- _Problem to solve_
Starting with the line that contains "Where can the man in dark", write out each line through the end of the listing, unchanged. Output nothing else.

- _Excerpted data_
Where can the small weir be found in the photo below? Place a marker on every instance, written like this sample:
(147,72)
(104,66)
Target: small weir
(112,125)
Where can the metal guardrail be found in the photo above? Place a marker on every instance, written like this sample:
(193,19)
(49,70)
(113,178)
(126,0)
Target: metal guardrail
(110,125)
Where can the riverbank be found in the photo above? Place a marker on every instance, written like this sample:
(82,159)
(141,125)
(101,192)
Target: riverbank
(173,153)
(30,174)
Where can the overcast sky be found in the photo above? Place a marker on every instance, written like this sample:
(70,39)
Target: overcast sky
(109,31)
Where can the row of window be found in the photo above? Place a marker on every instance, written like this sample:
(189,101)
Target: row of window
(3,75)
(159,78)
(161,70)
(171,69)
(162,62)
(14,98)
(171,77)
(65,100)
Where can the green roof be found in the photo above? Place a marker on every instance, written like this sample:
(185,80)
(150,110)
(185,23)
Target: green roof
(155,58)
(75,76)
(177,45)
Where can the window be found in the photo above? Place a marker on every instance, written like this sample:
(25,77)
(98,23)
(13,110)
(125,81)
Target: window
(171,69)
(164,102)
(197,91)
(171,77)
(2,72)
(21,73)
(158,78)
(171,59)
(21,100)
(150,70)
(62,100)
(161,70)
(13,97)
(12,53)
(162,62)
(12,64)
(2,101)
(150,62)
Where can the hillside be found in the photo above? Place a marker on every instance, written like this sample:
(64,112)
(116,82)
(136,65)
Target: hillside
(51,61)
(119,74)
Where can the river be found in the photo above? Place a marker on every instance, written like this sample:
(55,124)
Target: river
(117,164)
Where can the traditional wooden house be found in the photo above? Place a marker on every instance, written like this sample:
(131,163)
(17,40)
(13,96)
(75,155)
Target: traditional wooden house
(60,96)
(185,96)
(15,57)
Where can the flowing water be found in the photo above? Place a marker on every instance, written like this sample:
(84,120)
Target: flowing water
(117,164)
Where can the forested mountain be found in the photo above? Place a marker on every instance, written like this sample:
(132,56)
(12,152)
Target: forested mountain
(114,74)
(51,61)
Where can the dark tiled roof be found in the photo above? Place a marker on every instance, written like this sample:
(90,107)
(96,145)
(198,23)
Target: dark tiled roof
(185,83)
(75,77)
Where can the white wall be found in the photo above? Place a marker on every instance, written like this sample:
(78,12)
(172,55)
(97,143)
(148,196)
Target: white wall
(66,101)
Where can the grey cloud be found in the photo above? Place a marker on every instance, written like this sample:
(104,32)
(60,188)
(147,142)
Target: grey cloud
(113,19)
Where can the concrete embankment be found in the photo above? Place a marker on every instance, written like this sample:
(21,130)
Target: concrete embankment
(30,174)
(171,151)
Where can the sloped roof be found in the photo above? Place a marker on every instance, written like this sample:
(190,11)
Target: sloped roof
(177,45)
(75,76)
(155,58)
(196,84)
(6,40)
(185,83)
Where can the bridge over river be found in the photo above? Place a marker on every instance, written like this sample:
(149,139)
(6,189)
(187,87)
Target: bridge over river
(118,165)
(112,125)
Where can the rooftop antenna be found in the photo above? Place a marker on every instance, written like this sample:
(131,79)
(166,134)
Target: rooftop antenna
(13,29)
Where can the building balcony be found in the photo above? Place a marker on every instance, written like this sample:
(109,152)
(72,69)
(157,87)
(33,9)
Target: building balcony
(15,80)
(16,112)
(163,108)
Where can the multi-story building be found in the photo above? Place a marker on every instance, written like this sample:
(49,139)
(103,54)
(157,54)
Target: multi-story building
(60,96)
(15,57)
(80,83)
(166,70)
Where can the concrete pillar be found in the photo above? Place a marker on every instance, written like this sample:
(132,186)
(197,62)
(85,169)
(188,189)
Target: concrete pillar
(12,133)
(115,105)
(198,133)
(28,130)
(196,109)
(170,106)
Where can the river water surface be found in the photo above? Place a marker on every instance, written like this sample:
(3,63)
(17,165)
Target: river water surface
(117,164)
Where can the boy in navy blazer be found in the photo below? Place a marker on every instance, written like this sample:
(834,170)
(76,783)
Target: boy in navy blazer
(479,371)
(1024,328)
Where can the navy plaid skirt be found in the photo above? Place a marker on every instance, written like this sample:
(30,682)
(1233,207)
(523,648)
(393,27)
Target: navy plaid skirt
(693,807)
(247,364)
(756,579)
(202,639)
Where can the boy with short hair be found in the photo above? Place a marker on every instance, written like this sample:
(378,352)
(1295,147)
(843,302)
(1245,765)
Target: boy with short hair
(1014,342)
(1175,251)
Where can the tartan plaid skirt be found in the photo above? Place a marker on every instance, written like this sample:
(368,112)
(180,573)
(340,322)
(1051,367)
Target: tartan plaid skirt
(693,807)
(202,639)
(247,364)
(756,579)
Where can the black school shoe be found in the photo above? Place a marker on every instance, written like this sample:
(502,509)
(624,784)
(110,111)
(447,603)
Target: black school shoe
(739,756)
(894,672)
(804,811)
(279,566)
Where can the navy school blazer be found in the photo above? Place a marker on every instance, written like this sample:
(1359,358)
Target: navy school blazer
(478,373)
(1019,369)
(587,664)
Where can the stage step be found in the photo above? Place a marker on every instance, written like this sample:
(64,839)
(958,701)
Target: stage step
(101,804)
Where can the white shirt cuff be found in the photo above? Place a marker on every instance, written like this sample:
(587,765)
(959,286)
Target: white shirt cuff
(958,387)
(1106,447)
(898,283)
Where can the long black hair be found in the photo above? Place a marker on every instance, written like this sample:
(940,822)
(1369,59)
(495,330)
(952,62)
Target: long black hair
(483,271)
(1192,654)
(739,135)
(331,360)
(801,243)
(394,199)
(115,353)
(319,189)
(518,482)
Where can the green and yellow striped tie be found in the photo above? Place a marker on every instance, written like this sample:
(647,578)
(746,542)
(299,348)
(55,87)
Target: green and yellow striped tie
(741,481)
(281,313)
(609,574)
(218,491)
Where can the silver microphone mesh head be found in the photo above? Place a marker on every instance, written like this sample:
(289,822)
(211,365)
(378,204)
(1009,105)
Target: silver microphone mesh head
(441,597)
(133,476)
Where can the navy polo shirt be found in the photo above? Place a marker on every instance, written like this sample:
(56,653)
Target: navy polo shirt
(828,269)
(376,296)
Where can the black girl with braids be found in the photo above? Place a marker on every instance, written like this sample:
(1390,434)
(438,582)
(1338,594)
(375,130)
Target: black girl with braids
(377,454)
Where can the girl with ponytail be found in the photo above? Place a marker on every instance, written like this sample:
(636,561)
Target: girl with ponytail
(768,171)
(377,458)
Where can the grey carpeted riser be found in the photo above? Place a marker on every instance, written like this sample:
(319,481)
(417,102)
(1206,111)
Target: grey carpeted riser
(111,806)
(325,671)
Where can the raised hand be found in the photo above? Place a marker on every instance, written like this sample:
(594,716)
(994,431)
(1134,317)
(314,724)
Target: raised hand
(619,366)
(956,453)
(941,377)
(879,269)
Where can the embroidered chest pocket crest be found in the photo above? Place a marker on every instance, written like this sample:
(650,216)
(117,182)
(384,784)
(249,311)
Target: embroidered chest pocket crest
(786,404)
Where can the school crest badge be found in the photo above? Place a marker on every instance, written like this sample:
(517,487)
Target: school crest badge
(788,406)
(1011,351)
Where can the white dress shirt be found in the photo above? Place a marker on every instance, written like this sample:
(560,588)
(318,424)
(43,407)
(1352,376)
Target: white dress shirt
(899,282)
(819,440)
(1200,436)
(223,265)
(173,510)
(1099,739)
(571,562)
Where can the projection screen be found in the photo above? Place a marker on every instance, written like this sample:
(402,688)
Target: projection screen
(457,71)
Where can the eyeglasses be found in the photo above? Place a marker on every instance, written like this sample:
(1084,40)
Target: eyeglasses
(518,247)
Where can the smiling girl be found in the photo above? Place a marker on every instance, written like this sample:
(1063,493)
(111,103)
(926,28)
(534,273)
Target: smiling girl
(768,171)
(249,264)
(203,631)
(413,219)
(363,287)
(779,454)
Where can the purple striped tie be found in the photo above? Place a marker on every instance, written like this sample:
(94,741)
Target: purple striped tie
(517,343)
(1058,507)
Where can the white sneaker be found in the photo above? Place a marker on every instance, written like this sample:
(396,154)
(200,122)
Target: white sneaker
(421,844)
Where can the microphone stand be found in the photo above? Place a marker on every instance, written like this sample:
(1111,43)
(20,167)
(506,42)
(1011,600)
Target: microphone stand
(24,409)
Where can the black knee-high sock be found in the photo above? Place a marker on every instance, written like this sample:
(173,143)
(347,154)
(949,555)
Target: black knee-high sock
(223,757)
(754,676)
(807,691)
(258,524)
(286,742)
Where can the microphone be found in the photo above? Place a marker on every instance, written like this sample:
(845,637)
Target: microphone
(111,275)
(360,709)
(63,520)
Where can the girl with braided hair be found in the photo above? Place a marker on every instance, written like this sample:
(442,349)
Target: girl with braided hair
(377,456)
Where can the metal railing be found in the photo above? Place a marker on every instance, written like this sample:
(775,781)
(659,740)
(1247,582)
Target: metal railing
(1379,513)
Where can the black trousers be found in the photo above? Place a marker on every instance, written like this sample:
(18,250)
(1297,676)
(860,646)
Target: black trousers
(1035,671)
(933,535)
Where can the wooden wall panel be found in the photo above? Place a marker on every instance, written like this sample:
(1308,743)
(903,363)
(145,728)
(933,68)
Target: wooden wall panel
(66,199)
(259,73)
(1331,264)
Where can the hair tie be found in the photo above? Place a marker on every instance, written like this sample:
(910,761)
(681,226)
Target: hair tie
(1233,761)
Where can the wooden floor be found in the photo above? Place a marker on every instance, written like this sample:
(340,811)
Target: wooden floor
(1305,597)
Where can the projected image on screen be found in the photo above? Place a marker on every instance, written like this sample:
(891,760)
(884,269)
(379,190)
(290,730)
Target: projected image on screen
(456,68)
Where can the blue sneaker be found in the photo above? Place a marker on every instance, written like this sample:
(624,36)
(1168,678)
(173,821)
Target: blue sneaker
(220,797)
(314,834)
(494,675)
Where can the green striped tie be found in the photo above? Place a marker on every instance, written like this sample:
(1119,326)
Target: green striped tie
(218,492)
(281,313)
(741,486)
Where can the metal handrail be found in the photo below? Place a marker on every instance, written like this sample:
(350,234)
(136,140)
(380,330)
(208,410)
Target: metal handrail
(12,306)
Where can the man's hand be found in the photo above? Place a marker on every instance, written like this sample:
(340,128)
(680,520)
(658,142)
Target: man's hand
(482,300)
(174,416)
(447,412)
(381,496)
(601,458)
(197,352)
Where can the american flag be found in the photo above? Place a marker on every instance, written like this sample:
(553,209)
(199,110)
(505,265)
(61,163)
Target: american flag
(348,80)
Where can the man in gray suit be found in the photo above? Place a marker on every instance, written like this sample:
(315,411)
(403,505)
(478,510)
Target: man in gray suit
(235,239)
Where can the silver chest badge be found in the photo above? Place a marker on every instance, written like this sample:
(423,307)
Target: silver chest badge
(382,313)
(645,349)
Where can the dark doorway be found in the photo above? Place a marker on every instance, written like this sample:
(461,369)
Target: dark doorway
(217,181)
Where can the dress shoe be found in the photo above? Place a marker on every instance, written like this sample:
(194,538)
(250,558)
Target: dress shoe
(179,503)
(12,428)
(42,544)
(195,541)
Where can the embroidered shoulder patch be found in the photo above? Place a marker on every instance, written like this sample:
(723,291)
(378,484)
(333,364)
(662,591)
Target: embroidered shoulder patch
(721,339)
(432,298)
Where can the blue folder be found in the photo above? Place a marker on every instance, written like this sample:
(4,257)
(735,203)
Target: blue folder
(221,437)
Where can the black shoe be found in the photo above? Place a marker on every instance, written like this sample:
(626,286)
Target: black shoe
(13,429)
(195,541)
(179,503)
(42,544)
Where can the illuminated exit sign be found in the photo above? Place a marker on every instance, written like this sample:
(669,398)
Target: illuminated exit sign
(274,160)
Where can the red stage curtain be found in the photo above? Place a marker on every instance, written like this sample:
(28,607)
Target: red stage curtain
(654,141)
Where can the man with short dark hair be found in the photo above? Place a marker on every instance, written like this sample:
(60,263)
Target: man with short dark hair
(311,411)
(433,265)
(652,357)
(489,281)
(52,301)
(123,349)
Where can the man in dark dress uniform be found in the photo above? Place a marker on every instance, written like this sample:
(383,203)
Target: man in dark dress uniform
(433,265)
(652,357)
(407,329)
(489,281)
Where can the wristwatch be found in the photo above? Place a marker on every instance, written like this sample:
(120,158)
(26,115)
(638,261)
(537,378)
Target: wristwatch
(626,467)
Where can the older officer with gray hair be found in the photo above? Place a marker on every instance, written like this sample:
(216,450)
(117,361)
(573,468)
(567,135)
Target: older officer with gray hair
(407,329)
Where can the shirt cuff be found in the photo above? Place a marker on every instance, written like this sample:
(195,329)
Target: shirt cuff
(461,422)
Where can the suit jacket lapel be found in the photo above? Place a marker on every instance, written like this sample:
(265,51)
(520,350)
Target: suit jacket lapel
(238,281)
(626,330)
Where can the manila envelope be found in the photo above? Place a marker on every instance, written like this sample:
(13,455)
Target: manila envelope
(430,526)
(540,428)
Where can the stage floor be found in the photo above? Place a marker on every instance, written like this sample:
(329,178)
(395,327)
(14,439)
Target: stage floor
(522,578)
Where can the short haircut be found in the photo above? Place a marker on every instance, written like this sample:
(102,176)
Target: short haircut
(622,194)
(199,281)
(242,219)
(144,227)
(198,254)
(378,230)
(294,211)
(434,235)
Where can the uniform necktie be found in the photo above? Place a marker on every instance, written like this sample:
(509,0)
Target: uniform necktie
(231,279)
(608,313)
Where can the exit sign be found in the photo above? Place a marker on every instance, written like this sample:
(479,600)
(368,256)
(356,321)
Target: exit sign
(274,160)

- _Written solution_
Where can the man in dark dress uniform be found in the photo above? Place a marker on every instance, written like this sample:
(383,203)
Target: man in dark dress uniform
(433,265)
(652,357)
(407,329)
(489,281)
Where can the wristwatch be found in the photo above? Place a marker on every instance, written like this sample:
(120,158)
(26,115)
(638,261)
(537,378)
Target: wristwatch
(626,467)
Where can the older officer with gray hair be found in the photo above? Place a marker on every instance, written like this sample:
(216,450)
(117,361)
(573,468)
(567,135)
Target: older officer with gray hair
(407,329)
Where can the shirt cuff be found in the photo above? Place a marker on every instance, written like this sample:
(195,329)
Target: shirt cuff
(461,422)
Where can the suit jacket lapel be found in the photo above? Place a marker on every instance, written like this sample:
(265,51)
(520,350)
Target: suit jacket lapel
(238,281)
(626,330)
Where can the manila envelope be found in the photo above? Place a marker on every instance, written like this sample:
(13,455)
Target: manila envelope
(430,526)
(540,428)
Where can the stage floor be found in the photo above? Place a marker on every instance, written like this sample:
(329,178)
(395,327)
(14,439)
Target: stage floor
(522,578)
Where can the short haircut be found in the photo above? Place a marker on every instance, written like this sample:
(102,176)
Target: short haircut
(622,194)
(199,281)
(242,219)
(144,227)
(198,254)
(378,230)
(294,211)
(434,235)
Where can the uniform necktie be found in the photo above? Place a marker on every instance, written like this sample:
(509,0)
Target: uniform necktie
(231,279)
(608,313)
Where can the exit sign be found in the photo above? Place a marker on every instance, written like this sample:
(479,600)
(368,256)
(356,321)
Target: exit sign
(274,160)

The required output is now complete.